**TASK BRIEF:**
Return every line in the data below that contains the string "floor".

☆ ☆ ☆ ☆ ☆ ☆ ☆

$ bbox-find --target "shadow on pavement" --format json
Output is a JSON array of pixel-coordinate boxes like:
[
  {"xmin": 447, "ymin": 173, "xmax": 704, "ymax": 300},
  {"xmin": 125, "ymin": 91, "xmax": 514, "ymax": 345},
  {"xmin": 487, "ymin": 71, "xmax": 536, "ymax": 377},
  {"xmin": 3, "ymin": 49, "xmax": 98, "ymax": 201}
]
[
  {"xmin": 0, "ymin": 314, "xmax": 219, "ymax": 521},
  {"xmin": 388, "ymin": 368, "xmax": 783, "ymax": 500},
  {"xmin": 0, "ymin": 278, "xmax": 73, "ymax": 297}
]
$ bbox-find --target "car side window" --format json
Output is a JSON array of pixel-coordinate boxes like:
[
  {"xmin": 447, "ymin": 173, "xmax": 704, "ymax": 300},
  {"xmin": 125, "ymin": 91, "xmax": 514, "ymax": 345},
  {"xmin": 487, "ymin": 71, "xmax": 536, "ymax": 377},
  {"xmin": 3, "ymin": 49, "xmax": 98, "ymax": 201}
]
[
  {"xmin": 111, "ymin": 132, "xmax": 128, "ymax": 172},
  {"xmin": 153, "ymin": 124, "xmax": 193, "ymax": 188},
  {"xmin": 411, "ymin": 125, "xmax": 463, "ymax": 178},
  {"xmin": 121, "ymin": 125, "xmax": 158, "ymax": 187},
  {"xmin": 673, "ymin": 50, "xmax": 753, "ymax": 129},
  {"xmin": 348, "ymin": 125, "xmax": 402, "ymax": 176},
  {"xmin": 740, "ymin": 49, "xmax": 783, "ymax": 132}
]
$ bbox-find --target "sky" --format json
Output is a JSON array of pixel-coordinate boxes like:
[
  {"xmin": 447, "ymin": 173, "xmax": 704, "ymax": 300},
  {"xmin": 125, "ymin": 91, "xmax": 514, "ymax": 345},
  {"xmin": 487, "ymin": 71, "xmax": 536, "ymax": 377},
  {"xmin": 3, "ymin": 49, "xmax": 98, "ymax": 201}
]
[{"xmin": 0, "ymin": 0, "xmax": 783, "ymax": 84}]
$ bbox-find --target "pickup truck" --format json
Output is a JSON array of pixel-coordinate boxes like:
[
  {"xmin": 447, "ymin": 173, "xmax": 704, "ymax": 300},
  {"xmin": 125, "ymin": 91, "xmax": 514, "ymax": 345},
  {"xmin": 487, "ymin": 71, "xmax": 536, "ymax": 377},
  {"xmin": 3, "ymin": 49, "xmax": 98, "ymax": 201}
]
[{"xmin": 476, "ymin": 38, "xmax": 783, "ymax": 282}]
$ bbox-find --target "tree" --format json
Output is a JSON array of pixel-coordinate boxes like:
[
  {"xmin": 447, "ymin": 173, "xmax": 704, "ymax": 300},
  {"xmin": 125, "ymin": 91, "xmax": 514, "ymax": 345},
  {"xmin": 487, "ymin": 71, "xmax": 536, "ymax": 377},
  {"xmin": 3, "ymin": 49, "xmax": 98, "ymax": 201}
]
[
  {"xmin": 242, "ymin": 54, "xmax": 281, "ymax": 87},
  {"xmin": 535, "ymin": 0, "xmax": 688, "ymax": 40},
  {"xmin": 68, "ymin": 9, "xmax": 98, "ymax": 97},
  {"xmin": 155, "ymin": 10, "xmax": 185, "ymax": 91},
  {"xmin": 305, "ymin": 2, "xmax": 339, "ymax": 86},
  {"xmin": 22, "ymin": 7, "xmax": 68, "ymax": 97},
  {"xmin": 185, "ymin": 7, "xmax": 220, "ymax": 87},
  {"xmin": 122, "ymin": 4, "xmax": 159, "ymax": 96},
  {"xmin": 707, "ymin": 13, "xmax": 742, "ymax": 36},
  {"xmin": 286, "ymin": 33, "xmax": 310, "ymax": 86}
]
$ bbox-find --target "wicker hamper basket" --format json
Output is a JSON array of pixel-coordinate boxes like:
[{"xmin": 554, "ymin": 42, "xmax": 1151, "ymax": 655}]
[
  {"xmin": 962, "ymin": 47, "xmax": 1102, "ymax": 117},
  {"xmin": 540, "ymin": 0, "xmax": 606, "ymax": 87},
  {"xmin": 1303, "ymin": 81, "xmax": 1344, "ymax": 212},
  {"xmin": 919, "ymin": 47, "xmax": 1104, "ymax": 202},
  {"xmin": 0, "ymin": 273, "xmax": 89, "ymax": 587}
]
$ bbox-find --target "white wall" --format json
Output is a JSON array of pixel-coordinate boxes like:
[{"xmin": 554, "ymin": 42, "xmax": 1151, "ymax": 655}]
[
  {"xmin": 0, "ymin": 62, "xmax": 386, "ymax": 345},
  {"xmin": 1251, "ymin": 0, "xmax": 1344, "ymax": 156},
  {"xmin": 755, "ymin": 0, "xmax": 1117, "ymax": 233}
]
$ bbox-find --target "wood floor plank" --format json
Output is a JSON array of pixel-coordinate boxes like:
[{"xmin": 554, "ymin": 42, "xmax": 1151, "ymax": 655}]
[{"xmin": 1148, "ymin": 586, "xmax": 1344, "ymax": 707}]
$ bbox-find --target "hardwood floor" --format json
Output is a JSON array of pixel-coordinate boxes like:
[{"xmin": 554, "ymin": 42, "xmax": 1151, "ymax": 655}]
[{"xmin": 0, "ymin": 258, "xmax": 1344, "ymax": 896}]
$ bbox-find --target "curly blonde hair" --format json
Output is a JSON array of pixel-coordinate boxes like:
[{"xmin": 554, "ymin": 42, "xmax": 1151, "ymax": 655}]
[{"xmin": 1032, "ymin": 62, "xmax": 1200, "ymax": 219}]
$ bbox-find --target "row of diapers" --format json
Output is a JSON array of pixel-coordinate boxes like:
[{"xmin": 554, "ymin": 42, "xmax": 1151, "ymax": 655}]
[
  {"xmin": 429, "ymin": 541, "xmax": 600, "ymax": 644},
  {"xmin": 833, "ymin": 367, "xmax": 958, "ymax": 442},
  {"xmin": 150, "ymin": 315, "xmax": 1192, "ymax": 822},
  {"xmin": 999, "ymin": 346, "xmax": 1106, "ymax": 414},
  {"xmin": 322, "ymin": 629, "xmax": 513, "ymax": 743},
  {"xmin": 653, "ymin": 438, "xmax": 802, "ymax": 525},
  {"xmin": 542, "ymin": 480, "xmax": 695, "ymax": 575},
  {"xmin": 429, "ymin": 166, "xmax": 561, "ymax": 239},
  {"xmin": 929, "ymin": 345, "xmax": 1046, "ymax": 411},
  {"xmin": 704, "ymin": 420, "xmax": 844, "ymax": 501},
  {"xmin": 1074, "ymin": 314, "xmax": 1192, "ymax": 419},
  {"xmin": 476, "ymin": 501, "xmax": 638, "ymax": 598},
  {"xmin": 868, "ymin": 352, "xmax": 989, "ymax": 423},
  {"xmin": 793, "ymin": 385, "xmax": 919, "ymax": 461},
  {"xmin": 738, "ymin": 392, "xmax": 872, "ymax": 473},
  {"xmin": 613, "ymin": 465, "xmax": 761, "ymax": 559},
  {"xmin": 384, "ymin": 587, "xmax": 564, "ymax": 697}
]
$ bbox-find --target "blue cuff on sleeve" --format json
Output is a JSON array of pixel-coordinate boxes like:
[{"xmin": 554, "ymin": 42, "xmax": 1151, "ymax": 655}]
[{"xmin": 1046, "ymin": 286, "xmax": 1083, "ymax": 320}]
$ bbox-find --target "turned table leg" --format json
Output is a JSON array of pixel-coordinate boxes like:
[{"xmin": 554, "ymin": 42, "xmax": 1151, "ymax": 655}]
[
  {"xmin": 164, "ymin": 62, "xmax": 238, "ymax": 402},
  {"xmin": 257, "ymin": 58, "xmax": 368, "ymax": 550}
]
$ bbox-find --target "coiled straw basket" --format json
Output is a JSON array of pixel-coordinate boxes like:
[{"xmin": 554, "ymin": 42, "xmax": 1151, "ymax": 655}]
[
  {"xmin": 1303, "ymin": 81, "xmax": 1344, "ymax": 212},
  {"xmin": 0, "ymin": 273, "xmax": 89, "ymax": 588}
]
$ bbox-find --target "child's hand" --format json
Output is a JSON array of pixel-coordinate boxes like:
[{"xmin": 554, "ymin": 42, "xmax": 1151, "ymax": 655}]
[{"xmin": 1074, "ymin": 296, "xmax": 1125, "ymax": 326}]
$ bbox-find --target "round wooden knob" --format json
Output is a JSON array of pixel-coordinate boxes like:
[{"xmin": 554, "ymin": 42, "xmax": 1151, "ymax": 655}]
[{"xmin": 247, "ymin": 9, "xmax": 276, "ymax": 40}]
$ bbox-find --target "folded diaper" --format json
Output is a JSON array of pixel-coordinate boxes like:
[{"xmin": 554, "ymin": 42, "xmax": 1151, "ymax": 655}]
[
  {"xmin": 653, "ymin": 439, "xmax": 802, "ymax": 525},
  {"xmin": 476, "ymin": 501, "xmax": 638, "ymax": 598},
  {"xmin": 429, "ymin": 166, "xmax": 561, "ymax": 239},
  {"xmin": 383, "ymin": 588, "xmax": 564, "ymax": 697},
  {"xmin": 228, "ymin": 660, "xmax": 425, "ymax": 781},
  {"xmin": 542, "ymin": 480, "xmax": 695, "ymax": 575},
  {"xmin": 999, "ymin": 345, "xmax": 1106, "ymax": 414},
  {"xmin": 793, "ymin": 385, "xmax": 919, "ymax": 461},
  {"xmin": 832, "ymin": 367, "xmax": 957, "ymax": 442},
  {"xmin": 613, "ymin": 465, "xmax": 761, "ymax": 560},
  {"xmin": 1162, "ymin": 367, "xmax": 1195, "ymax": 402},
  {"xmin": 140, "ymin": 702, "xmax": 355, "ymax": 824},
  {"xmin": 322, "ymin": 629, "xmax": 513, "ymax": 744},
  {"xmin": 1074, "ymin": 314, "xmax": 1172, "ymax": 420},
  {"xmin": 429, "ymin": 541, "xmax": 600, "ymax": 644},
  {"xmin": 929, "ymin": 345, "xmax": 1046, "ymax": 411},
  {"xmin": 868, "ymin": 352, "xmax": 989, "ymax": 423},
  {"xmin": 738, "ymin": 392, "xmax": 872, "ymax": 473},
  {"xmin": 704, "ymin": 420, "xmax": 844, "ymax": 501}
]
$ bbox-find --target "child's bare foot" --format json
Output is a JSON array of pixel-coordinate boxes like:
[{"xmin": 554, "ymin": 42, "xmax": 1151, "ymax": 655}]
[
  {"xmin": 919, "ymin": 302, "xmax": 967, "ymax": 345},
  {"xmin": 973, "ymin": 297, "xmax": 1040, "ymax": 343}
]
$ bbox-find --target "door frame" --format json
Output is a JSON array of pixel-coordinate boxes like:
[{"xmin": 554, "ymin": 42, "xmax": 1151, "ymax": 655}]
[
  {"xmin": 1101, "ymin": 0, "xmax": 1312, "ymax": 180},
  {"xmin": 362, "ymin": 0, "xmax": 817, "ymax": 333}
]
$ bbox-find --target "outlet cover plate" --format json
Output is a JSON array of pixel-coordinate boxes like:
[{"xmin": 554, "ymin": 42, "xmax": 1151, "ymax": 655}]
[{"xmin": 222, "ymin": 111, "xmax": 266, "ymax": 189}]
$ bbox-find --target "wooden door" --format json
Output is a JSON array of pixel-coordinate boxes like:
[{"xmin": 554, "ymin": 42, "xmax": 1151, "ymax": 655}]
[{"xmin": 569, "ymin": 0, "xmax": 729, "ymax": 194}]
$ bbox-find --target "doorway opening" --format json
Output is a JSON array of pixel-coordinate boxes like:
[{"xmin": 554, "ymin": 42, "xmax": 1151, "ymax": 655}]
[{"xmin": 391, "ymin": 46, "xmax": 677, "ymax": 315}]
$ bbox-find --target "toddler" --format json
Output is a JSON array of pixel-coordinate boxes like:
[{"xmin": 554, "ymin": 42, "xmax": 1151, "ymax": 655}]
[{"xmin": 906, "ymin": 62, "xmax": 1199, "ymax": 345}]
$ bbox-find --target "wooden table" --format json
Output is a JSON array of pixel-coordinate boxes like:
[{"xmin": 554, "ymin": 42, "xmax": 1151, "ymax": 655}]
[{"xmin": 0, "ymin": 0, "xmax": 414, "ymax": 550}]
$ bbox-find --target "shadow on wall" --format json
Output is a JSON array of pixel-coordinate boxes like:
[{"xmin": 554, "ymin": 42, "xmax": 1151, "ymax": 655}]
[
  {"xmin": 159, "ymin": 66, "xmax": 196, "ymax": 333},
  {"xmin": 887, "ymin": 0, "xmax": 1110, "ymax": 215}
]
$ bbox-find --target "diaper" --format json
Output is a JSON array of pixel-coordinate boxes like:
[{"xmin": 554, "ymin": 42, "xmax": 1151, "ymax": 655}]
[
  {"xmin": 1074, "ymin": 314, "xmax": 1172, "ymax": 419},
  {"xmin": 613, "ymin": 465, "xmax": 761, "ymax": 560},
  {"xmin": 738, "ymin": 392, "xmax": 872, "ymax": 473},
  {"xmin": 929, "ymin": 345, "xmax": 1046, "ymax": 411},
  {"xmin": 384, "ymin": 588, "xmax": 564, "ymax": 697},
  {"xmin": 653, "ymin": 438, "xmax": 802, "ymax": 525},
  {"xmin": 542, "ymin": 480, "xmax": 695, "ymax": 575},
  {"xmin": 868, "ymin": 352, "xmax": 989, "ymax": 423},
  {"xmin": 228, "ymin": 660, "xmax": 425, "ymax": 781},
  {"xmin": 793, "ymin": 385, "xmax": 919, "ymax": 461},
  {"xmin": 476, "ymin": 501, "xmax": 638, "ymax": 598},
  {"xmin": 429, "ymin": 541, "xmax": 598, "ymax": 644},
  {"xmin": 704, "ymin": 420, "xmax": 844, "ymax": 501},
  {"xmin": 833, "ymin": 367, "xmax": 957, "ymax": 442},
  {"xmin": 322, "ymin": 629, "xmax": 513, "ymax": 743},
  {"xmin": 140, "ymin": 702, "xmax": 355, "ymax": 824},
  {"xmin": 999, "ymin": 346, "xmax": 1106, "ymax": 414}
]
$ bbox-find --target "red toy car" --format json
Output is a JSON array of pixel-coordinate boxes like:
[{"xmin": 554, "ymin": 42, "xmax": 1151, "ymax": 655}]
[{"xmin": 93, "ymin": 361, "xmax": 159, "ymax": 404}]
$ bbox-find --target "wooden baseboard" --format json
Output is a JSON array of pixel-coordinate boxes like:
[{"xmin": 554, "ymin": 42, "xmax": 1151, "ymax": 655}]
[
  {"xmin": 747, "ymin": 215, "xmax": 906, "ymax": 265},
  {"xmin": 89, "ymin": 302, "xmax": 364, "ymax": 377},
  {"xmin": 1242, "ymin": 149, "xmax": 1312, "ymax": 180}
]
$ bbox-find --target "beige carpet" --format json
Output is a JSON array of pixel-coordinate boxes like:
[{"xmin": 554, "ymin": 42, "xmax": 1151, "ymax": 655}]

☆ ☆ ☆ ☆ ☆ ☆ ☆

**EXPECTED OUTPUT:**
$ bbox-find --target "wood floor plank" --format json
$ bbox-find --target "hardwood floor" --format json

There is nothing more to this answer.